* [PAGE]
——

MongoDB Aggregation Pipeline: Data Processing & $lookup
Prerequisites: Understanding of MongoDB CRUD. See NOSQL 02 MongoDB Basics.
The Aggregation Framework is MongoDB’s answer to SQL’s GROUP BY, JOIN, and complex analytics queries. Think of it as a data processing factory.
Part A: Pipeline Concept
1. What is a Pipeline?
Data flows through a series of stages, each transforming the data:
graph LR
INPUT[Collection<br/>Documents] --> S1[$match<br/>Filter]
S1 --> S2[$group<br/>Aggregate]
S2 --> S3[$sort<br/>Order]
S3 --> S4[$project<br/>Shape]
S4 --> OUTPUT[Result<br/>Documents]
style INPUT fill:#3498db,color:#fff
style OUTPUT fill:#27ae60,color:#fff
Factory Analogy:
| Stage | Factory Station | Action |
|---|---|---|
$match | Quality Control | Filter out defective items |
$group | Assembly Line | Combine parts into products |
$sort | Sorting Machine | Arrange by criteria |
$project | Packaging | Select what goes in the box |
2. Basic Syntax
db.collection.aggregate([
{ $stage1: { ... } },
{ $stage2: { ... } },
{ $stage3: { ... } }
]);
Part B: Essential Stages
3. $match — Filter Documents (WHERE)
Filter documents early to reduce processing.
// SQL: SELECT * FROM orders WHERE status = 'completed'
db.orders.aggregate([
{ $match: { status: "completed" } }
]);
// Multiple conditions
db.orders.aggregate([
{ $match: {
status: "completed",
total: { $gte: 100 }
}}
]);
Best Practice: Always put $match first when possible — it can use indexes!
4. $project — Select Fields (SELECT)
Choose which fields to include/exclude or create new ones.
// SQL: SELECT name, email, total FROM orders
db.orders.aggregate([
{ $project: {
name: 1,
email: 1,
total: 1,
_id: 0 // Exclude _id
}}
]);
// Create computed field
db.orders.aggregate([
{ $project: {
name: 1,
totalWithTax: { $multiply: ["$total", 1.1] } // Add 10% tax
}}
]);
[!TIP] project: If you only want to add a field without manually listing all existing fields, use
$addFieldsinstead of$project. It preserves all original fields automatically:// $project requires listing all fields you want to keep { $project: { name: 1, email: 1, total: 1, discount: { $multiply: ["$total", 0.1] } } } // $addFields just adds/modifies, keeps everything else { $addFields: { discount: { $multiply: ["$total", 0.1] } } }
5. $group — Aggregate Data (GROUP BY)

——

* [RECORD EXTRACTS]
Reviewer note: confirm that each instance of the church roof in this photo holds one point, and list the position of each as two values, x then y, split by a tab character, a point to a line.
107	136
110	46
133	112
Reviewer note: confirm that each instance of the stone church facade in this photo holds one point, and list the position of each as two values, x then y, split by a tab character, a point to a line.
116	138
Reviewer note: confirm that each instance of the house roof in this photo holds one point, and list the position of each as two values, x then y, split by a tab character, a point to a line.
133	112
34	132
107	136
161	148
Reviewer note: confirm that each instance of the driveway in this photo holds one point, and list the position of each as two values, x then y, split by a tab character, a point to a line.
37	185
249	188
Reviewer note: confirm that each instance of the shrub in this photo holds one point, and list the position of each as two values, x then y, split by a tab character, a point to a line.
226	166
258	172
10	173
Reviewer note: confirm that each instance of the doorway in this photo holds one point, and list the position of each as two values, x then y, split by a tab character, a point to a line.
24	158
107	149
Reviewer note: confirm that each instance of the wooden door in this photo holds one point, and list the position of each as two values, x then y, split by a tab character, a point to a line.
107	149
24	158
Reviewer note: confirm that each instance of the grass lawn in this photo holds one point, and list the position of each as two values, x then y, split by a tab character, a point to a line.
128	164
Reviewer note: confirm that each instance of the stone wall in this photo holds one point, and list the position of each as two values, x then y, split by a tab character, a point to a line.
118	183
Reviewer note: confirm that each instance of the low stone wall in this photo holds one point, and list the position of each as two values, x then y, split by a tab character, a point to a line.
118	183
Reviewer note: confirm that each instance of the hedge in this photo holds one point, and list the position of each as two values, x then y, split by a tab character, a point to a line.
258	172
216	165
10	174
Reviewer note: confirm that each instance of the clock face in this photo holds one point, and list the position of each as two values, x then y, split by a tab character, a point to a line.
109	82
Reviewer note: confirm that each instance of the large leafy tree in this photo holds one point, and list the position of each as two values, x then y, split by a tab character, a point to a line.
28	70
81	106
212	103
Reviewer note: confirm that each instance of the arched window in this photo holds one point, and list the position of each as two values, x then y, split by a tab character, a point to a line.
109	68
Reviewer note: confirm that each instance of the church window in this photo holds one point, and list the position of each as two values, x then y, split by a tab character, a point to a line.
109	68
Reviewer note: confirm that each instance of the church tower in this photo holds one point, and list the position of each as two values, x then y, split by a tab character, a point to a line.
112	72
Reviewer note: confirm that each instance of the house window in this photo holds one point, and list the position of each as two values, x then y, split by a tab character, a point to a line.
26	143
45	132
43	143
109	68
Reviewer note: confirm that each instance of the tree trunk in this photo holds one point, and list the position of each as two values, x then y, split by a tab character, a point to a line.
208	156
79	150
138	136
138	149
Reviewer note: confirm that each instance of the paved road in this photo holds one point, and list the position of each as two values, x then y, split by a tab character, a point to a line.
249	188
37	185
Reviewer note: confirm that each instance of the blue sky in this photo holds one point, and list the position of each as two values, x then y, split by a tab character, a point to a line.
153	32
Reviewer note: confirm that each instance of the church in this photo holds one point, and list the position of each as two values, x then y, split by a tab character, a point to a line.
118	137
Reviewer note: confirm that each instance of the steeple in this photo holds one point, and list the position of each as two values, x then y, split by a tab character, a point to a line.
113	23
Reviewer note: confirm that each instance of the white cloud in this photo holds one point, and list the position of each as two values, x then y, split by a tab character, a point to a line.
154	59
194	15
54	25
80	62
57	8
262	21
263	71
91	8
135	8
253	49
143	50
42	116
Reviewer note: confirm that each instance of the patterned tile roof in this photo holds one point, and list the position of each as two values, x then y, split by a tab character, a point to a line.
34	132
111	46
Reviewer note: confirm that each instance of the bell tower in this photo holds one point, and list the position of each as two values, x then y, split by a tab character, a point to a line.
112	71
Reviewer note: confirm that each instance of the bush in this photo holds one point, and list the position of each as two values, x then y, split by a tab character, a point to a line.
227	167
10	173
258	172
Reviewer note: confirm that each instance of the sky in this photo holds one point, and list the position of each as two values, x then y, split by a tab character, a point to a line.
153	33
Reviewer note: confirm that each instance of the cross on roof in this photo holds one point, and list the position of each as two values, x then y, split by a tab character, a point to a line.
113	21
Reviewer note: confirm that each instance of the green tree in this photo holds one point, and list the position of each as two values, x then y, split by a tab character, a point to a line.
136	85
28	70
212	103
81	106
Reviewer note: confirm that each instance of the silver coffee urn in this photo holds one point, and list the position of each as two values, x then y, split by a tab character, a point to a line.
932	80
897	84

——

* [TASKS AND EXERCISES]
(1) Reproduce the stretch of the MongoDB aggregation page from "The Aggregation Framework" through "is a Pipeline?", renaming "Pipeline" to "Workflow" throughout.
(2) Please carry the MongoDB aggregation page further, starting after its last line.
The records aren't needed for any of this.

* [SOLVED PROBLEMS]
(1)
The Aggregation Framework is MongoDB’s answer to SQL’s GROUP BY, JOIN, and complex analytics queries. Think of it as a data processing factory.
Part A: Workflow Concept
1. What is a Workflow?

(2)
Group documents and compute aggregates.
// SQL: SELECT category, SUM(amount) as total
// FROM sales GROUP BY category
db.sales.aggregate([
{ $group: {
_id: "$category", // Group by category
totalSales: { $sum: "$amount" },
avgSales: { $avg: "$amount" },
count: { $sum: 1 }
}}
]);
Common Accumulators
| Accumulator | SQL Equivalent | Example |
|---|---|---|
$sum | SUM() | { $sum: "$amount" } |
$avg | AVG() | { $avg: "$price" } |
$min | MIN() | { $min: "$date" } |
$max | MAX() | { $max: "$score" } |
$first | (subquery) | { $first: "$name" } |
$last | (subquery) | { $last: "$timestamp" } |
$push | (no equivalent) | { $push: "$item" } |
$addToSet | (no equivalent) | { $addToSet: "$tag" } |
Group by Multiple Fields
// SQL: GROUP BY year, month
db.sales.aggregate([
{ $group: {
_id: {
year: { $year: "$date" },
month: { $month: "$date" }
},
monthlySales: { $sum: "$amount" }
}}
]);
6. $sort — Order Results (ORDER BY)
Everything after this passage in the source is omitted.